## [Object pointing dataset rows]
☆ ☆ ☆ ☆ ☆
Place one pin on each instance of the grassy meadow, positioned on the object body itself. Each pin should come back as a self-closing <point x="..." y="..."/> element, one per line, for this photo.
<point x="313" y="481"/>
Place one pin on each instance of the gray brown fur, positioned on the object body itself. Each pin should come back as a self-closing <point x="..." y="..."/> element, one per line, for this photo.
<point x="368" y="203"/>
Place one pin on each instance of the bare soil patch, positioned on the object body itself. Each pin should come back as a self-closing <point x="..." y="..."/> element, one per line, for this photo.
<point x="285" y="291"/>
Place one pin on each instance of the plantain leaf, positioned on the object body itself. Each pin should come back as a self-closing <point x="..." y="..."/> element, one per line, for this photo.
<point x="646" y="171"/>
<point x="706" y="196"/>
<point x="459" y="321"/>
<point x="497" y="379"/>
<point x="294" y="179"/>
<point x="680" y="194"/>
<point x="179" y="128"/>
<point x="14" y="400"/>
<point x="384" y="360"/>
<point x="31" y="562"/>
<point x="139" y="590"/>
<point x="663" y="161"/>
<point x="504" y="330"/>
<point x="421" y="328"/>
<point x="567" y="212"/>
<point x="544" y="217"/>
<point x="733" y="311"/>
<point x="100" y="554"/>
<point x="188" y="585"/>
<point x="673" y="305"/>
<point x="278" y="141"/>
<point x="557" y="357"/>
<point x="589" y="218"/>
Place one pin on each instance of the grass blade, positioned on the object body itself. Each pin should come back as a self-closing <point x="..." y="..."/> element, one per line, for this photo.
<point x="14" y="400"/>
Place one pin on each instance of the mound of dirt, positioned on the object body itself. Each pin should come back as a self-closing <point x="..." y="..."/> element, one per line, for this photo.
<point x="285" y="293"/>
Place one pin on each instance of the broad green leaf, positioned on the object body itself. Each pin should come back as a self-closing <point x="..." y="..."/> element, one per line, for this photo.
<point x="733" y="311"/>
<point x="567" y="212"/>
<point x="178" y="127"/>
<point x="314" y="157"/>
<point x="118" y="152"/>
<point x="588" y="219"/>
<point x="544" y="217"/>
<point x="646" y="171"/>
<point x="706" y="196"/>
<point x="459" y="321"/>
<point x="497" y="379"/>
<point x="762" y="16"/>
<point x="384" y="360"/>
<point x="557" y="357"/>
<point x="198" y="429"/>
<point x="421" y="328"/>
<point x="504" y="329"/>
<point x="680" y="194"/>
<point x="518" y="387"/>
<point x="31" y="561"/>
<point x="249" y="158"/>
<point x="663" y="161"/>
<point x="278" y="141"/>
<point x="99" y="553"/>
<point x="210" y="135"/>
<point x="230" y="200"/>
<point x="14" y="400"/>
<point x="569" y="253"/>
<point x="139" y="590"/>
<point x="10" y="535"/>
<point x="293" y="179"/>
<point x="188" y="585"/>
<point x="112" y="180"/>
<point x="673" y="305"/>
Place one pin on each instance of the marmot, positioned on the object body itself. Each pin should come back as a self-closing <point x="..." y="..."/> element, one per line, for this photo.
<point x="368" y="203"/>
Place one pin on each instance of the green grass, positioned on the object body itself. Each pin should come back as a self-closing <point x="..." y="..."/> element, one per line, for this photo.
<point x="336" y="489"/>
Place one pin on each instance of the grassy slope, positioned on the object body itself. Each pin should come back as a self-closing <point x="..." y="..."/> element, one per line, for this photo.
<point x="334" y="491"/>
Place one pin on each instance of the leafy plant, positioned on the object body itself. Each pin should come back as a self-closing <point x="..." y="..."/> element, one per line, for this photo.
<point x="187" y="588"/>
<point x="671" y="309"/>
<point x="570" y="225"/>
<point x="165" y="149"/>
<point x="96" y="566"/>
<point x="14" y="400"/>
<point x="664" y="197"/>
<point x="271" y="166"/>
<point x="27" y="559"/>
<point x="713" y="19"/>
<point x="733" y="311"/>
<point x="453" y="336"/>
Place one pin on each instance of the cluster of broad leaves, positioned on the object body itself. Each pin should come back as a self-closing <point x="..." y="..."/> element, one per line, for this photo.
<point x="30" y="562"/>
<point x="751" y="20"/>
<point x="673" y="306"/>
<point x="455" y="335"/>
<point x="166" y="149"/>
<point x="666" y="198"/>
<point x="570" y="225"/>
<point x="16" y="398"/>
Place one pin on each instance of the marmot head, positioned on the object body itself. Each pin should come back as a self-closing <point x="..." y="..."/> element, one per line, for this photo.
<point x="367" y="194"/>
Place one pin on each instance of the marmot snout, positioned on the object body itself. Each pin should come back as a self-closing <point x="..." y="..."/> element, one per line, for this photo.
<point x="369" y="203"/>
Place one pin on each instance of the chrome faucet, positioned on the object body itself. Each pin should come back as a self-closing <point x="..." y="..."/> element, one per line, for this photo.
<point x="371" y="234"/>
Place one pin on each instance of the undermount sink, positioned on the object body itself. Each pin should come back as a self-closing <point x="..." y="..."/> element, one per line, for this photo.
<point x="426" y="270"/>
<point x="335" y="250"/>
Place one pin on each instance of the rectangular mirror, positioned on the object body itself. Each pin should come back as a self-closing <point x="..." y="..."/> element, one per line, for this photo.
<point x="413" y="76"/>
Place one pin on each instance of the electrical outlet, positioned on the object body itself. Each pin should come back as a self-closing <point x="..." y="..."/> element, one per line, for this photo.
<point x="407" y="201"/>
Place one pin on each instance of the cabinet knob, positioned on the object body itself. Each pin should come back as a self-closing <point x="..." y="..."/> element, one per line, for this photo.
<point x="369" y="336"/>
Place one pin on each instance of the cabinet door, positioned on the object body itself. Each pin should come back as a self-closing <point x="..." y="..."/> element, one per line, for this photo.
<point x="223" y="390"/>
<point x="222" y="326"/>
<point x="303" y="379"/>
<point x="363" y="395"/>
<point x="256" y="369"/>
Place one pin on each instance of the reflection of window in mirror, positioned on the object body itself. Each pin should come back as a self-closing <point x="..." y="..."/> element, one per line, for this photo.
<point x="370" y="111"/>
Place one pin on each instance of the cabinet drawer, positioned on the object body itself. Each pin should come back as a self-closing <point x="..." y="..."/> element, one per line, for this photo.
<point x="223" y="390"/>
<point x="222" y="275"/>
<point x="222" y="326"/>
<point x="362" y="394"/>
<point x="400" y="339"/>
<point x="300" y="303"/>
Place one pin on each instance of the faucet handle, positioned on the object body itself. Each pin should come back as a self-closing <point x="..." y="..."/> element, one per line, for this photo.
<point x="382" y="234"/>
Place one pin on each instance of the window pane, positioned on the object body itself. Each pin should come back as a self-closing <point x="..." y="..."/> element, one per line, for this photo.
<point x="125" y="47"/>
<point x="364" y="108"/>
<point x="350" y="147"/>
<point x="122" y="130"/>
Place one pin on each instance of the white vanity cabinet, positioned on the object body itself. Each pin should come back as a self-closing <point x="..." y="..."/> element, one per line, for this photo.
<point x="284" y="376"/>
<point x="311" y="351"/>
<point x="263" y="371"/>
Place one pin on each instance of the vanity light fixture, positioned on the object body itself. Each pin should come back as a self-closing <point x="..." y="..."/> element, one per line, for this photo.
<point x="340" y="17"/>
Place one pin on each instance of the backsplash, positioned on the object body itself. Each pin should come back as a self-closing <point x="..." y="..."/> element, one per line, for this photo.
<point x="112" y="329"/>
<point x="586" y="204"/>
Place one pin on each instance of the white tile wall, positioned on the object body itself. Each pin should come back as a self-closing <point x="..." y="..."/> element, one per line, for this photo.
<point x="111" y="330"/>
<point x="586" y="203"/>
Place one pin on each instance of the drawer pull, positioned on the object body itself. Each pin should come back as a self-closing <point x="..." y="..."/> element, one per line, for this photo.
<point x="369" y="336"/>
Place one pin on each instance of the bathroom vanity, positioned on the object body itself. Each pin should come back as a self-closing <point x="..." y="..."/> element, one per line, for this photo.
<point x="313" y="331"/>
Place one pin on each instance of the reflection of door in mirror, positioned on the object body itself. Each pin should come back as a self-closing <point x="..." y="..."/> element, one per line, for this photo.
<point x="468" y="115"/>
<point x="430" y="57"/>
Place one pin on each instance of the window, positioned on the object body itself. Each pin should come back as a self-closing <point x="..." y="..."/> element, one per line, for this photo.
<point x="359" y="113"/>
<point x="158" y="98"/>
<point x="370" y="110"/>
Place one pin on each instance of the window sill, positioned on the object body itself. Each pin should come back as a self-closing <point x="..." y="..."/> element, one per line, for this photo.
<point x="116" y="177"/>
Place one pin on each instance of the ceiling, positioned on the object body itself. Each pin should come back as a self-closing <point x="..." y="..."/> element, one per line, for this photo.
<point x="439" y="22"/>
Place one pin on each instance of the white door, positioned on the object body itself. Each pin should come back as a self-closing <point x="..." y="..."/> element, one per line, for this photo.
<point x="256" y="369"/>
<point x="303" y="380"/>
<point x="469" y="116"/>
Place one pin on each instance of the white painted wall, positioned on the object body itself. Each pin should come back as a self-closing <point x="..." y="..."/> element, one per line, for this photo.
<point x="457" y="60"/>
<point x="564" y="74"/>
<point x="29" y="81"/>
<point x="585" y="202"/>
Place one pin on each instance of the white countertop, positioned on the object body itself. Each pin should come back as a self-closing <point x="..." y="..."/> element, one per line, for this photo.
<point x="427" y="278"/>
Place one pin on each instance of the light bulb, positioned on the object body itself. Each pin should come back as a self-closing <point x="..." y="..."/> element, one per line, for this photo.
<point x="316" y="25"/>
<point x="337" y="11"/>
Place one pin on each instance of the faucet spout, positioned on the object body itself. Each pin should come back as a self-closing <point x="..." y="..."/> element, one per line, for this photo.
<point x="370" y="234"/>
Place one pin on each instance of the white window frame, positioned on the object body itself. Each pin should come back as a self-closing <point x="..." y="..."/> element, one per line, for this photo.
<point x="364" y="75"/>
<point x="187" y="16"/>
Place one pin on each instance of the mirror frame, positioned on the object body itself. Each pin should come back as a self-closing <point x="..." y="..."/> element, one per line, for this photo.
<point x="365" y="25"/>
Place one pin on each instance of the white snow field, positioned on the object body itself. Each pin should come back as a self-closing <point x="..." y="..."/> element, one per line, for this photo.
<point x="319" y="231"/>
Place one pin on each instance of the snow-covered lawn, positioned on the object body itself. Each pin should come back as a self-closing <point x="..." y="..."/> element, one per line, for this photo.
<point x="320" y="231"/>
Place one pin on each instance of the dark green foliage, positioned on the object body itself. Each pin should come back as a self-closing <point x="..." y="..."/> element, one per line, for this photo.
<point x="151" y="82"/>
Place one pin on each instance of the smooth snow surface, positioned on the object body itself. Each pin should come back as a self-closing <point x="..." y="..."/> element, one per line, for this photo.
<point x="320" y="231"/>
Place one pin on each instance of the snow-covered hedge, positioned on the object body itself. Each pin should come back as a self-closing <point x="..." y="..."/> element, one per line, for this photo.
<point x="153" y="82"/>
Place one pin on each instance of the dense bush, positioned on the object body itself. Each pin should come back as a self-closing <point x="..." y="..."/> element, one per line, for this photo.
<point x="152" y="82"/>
☆ ☆ ☆ ☆ ☆
## [Exercise prompt]
Rewrite the rows as a numbered list, starting with the line that contains "snow-covered hedge, positioned" and continuing through the last row, both included, with blank lines omitted.

## [Result of this task]
1. Place one pin on each instance of the snow-covered hedge, positioned on the object body itself. Each pin should come back as a self-closing <point x="..." y="..."/> element, one per line, for this photo.
2. <point x="153" y="82"/>
3. Place one pin on each instance of the dense bush, positioned on the object body itself. Each pin should come back as a self-closing <point x="..." y="..."/> element, one per line, for this photo.
4. <point x="152" y="82"/>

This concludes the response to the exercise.